_What to produce_.
Please reproduce, word for word, the stretch of the article on Rebecca Corbett that begins with the words containing "Rebecca Corbett started" and ends with "NSA in 2005.".

_Passage provided_.
>> start

Rebecca Corbett on her role as the editor of the Weinstein story: “#MeToo is not the same thing as journalism”

The New York Times's investigations editor delivered the 2020 Reuters Memorial Lecture. Here she discusses her work
Rebecca Corbett

Photograph by Leslye Davis. / The New York Times

25th February 2020

“People would say that two women had broken the Weinstein story, but it had really been three,” wrote Jodi Kantor and Megan Twohey in She Said, the book on their award-winning investigation. The third woman is Rebecca Corbett, who leads the investigations department at The New York Times. As an editor, Corbett supervised every step of the process. She paired up Kantor and Twohey and encouraged them to keep their eyes on the bigger story. “I felt from the beginning that this should be about more than one man,” she says.

Rebecca Corbett started her career as an assistant editor at the Waterville Morning Sentinel, a small local newspaper in Maine. After working briefly in Connecticut, she joined the Baltimore Sun, where she oversaw award-winning projects and worked with a young reporter named David Simon, who went on to create The Wire. Corbett joined The New York Times’s Washington bureau in 2004 as enterprise editor. Since then, she has edited many Pulitzer Prize-winning stories, including the investigation on the secret surveillance of Americans by the NSA in 2005.

>> end

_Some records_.
>> start

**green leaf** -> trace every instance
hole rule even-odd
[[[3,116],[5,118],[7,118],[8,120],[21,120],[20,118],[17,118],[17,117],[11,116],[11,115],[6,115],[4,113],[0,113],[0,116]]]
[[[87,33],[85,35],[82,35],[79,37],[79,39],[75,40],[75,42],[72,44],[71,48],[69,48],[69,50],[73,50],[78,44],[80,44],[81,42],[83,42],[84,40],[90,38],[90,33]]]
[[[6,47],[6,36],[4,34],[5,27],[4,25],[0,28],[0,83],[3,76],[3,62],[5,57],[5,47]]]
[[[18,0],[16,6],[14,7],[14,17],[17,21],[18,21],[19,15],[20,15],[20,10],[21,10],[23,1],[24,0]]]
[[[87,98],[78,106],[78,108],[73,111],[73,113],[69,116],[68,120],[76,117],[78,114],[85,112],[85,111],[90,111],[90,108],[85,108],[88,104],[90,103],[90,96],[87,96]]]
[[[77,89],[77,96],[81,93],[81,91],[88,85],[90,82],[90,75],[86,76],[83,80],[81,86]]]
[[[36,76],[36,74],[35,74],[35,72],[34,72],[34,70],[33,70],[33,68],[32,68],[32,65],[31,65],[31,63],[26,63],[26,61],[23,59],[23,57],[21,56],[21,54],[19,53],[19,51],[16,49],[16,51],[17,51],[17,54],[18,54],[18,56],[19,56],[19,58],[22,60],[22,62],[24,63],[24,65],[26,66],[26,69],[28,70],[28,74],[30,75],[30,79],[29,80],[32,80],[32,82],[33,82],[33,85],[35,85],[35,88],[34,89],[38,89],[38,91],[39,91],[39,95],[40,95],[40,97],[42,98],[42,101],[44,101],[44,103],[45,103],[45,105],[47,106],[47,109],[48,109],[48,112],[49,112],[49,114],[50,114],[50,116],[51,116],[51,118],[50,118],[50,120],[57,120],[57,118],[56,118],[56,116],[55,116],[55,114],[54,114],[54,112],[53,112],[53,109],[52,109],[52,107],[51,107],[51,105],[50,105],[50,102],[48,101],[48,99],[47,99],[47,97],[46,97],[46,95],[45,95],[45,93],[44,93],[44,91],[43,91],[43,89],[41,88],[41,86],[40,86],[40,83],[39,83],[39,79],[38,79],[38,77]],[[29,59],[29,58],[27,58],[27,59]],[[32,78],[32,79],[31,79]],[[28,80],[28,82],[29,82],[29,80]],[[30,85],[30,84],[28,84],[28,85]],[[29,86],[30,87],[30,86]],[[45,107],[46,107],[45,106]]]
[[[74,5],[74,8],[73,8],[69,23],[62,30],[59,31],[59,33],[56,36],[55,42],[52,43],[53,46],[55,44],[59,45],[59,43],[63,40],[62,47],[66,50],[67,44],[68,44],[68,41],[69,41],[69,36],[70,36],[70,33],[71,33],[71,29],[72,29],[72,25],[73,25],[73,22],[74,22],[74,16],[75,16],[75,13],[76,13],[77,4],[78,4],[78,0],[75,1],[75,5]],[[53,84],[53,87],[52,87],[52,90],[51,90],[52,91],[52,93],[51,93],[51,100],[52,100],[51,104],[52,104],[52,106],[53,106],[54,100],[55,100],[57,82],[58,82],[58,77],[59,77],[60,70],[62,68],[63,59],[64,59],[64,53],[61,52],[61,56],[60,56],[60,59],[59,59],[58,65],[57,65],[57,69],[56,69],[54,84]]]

>> end

_The completed task_.
Rebecca Corbett started her career as an assistant editor at the Waterville Morning Sentinel, a small local newspaper in Maine. After working briefly in Connecticut, she joined the Baltimore Sun, where she oversaw award-winning projects and worked with a young reporter named David Simon, who went on to create The Wire. Corbett joined The New York Times’s Washington bureau in 2004 as enterprise editor. Since then, she has edited many Pulitzer Prize-winning stories, including the investigation on the secret surveillance of Americans by the NSA in 2005.